Natural language region descriptions:
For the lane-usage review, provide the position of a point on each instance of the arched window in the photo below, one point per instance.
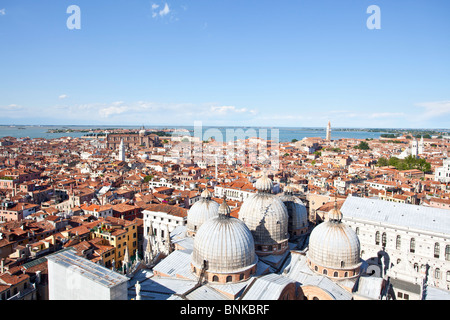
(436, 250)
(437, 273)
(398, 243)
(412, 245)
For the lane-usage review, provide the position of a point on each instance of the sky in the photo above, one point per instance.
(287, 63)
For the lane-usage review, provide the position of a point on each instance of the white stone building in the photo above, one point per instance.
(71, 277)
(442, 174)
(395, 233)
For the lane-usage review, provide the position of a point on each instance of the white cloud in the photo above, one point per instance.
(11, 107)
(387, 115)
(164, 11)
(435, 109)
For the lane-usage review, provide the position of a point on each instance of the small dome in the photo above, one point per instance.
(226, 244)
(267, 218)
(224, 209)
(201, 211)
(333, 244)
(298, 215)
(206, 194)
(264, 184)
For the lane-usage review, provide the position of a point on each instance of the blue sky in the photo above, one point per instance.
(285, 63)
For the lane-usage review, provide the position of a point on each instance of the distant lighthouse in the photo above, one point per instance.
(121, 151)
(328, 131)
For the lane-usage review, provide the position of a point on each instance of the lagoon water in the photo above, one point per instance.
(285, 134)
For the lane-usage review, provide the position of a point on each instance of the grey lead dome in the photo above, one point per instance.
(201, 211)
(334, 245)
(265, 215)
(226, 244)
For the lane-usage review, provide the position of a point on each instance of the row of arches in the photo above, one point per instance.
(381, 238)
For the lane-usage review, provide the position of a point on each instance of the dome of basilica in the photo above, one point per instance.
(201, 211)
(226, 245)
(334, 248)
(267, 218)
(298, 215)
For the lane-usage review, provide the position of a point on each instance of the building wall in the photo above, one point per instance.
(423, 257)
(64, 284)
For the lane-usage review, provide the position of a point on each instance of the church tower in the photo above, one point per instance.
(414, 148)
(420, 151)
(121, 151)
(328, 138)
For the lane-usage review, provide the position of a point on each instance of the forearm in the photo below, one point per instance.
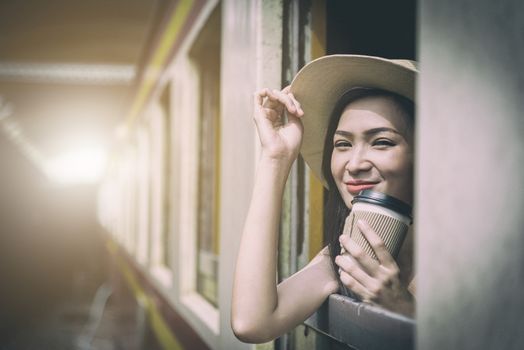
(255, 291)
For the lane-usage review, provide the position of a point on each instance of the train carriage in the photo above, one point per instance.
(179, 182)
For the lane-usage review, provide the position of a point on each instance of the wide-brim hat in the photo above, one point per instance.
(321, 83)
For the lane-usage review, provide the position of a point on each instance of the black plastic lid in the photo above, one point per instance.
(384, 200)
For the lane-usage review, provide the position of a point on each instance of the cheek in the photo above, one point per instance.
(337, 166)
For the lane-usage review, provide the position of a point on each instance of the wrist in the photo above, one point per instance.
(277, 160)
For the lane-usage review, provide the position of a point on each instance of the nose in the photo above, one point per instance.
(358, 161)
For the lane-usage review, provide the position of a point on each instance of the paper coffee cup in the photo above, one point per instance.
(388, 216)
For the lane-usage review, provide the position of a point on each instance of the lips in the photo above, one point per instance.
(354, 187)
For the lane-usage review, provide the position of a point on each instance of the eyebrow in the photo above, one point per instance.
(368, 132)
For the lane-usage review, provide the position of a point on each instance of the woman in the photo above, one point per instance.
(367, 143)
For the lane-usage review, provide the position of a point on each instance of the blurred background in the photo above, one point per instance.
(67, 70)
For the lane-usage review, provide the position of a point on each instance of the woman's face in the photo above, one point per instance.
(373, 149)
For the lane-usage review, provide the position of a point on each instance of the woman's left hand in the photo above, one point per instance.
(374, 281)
--
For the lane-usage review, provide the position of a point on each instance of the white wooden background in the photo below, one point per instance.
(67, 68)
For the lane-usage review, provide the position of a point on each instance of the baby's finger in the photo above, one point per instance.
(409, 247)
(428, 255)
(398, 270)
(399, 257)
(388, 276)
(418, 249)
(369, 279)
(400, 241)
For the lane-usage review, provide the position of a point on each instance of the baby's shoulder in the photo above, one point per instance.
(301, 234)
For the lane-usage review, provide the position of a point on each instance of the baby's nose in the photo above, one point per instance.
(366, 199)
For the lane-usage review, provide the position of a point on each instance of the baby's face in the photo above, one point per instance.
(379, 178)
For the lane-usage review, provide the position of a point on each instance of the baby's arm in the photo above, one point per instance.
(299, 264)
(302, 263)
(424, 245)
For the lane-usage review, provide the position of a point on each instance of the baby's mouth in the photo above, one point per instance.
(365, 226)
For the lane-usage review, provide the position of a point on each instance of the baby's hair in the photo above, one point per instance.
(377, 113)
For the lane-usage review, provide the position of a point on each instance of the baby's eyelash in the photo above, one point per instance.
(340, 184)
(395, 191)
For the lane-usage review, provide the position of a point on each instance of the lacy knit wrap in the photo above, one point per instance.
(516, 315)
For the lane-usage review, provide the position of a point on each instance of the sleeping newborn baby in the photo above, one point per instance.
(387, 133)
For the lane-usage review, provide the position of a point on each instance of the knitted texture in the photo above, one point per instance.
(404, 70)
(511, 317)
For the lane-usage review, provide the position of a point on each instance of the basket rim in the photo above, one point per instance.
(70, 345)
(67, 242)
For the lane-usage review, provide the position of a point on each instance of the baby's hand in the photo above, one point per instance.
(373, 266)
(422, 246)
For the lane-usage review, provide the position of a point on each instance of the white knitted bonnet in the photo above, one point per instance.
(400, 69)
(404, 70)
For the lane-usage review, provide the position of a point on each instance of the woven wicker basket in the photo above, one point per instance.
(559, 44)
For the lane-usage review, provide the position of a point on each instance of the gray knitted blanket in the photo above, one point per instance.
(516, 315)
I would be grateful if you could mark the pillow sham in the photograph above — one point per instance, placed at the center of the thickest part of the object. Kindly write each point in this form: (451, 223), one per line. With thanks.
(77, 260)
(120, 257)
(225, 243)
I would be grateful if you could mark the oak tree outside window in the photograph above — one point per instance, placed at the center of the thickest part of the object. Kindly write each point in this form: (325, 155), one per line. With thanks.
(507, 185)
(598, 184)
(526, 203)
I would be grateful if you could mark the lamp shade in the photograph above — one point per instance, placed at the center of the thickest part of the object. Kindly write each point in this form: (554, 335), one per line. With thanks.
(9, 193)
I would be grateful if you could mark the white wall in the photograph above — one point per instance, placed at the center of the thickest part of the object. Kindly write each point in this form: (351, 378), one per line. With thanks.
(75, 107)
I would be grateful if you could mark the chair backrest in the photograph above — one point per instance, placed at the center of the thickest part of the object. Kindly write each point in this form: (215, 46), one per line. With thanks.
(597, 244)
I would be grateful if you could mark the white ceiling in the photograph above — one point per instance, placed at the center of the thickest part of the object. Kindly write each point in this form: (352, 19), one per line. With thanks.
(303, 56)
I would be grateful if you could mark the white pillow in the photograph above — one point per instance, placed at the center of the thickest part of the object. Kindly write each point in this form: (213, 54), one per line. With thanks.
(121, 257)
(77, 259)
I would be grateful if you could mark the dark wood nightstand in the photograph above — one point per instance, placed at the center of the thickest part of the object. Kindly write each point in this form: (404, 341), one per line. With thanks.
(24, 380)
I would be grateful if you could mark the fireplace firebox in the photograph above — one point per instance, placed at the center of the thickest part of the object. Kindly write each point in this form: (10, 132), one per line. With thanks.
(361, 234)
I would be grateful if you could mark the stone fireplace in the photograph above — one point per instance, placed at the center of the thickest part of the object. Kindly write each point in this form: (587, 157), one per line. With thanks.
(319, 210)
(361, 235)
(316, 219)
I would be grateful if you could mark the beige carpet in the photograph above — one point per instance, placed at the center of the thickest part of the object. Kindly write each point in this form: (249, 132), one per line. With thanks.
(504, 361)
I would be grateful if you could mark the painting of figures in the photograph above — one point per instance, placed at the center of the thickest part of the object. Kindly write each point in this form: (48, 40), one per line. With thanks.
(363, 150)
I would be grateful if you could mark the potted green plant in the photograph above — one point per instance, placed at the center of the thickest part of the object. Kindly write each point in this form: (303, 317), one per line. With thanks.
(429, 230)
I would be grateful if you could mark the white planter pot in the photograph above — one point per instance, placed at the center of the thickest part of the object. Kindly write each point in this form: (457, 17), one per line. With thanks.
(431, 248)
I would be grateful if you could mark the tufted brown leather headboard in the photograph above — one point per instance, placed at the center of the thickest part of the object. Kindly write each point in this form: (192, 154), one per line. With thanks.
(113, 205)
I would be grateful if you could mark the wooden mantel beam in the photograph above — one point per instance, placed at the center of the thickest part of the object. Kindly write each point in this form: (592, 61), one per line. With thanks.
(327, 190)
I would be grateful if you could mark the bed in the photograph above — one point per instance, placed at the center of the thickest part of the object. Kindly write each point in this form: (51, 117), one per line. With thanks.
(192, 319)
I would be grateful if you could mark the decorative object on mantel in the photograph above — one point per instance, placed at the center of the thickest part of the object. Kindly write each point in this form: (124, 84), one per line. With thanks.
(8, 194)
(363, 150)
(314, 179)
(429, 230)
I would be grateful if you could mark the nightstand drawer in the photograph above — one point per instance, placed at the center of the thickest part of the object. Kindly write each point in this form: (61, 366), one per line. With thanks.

Task objective ▸
From the entries above, extract only the lines running from the one containing "I would be grateful if you could mark the tufted" through the one containing "I would be grateful if you could mark the nightstand", inclusive.

Output for this exercise ▸
I would be grateful if you could mark the tufted brown leather headboard in the photograph above — one point per instance, placed at the center of the thickest part of the object. Kindly write each point in this form: (192, 154), one per line. With thanks.
(113, 205)
I would be grateful if you could mark the wooden mantel beam in the photograph above — one point per instance, placed at the center of the thickest part of the object. Kindly write each point in this form: (592, 61), one per line. With thanks.
(327, 190)
I would be grateful if you could mark the bed in the photograph above — one point per instance, placed at the center of the thickest part of the object. Kindly write each point in this form: (51, 117), one per line. With thanks.
(192, 319)
I would be grateful if you could mark the decorative object on mantel in the photograph above — one point per instance, placed at the center of the thickest part of the object. Kindly write each point in this form: (124, 84), one per line. With thanks.
(8, 194)
(363, 150)
(314, 179)
(429, 230)
I would be grateful if you could mark the nightstand drawer in the photograph above — one point per instance, placed at the center of the thickest part of the object. Kindly write each point in this form: (61, 366), one per line. With thanks.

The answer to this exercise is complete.